**Job 1**
In the passage on distributed tracing, where is the trace ID typically generated?

**Extracted text**
-- begin --

Logs, metrics, and traces are the three pillars of observability. Metrics communicate what’s happening on a macro scale, traces illustrate the ecosystem of an isolated request, and the logs provide a detail-rich snapshot into what happened within a service. These pillars have immense value and it is no surprise that the industry has invested heavily in building impressive dashboards and tooling around each. The downside is that we have so many dashboards. In one request hitting just ten services, there might be ten different analytics dashboards and ten different log stores. However, a request has its own unique trace identifier, which is a common thread tying all the pieces of this request together. The trace ID is typically generated at the first service that receives the request and then passed along from service to service as a header value. This makes the trace a great starting point to unify this data in a centralized location.

A trace is a set of segments representing each step of a single request throughout a system. Distributed tracing is the process of generating, transporting, storing, and retrieving traces in a distributed system. As a request flows between services, each distinct unit of work is documented as a span. A trace is made up of many spans, which are grouped together using a trace ID to form a single, end-to-end umbrella. A span:

  • Represents a unit of work, such as a network call from one service to another (a client/server relationship) or a purely internal action (e.g., starting and finishing a method).
  • Relates to other spans through a parent/child relationship.
  • Contains a set of key value pairs called tags, where service owners can attach helpful values such as urls, version numbers, regions, corresponding IDs, and errors. Tags can be associated with errors or warnings, which Edgar can display visually on a graph representation of the request.
  • Has a start time and an end time. Thanks to these timestamps, a user can quickly see how long the operation took.

The trace (along with its underlying spans) allows us to graphically represent the request chronologically.

Sample timeline view of a trace, based on Jaegar UI’s timeline view

Adding context to traces

With distributed tracing alone, Edgar is able to draw the path of a request as it flows through various systems. This centralized view is extremely helpful to determine which services were hit and when, but it lacks nuance. A tag might indicate there was an error but doesn’t fully answer the question of what happened. Adding logs to the picture can help a great deal. With logs, a user can see what the service itself had to say about what went wrong. If a data fetcher fails, the log can tell you what query it was running and what exact IDs or fields led to the failure. That alone might give an engineer the knowledge she needs to reproduce the issue. In Edgar, we parse the logs looking for error or warning values. We add these errors and warnings to our UI, highlighting them in our call graph and clearly associating them with a given service, to make it easy for users to view any errors we uncovered.

-- end --

**Given entries**
-- begin --

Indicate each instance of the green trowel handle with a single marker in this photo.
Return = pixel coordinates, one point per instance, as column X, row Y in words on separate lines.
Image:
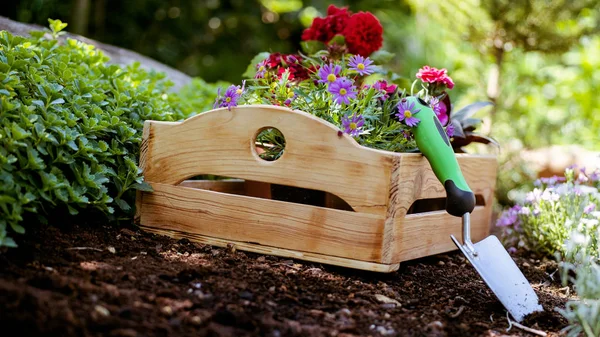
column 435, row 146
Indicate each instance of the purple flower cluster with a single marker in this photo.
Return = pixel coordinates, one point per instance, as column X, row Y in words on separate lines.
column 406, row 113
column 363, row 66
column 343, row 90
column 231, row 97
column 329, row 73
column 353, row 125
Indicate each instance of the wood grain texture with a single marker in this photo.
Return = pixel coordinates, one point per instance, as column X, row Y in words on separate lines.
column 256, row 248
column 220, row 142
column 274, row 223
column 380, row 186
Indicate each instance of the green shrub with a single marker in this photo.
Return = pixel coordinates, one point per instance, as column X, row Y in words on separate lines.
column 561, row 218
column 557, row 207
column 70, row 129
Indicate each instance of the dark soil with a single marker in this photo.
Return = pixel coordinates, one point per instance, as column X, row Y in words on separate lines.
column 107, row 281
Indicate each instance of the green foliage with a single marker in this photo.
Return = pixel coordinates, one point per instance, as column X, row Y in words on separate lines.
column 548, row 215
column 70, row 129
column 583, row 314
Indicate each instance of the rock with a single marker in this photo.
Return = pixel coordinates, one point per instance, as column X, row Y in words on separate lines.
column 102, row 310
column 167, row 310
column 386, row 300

-- end --

**Job 2**
Turn the lines of the listing, starting at the line that contains "Indicate each instance of the green shrub" and ending at the final line of the listing, into a numbered list, skipping any blank lines.

**Task solution 1**
At the first service that receives the request.

**Task solution 2**
1. Indicate each instance of the green shrub with a single marker in this photo.
2. Return = pixel coordinates, one point per instance, as column X, row Y in words on separate lines.
3. column 561, row 218
4. column 557, row 207
5. column 70, row 129
6. Indicate each instance of the dark soil with a single marker in this photo.
7. Return = pixel coordinates, one point per instance, as column X, row Y in words on separate lines.
8. column 107, row 281
9. Indicate each instance of the green foliage with a single marker in this photo.
10. Return = pixel coordinates, one point per instance, as column X, row Y in words on separate lines.
11. column 548, row 215
12. column 70, row 129
13. column 583, row 314
14. Indicate each instance of the rock with a single marker in this photo.
15. Return = pixel coordinates, one point per instance, as column X, row Y in words on separate lines.
16. column 102, row 310
17. column 167, row 310
18. column 386, row 300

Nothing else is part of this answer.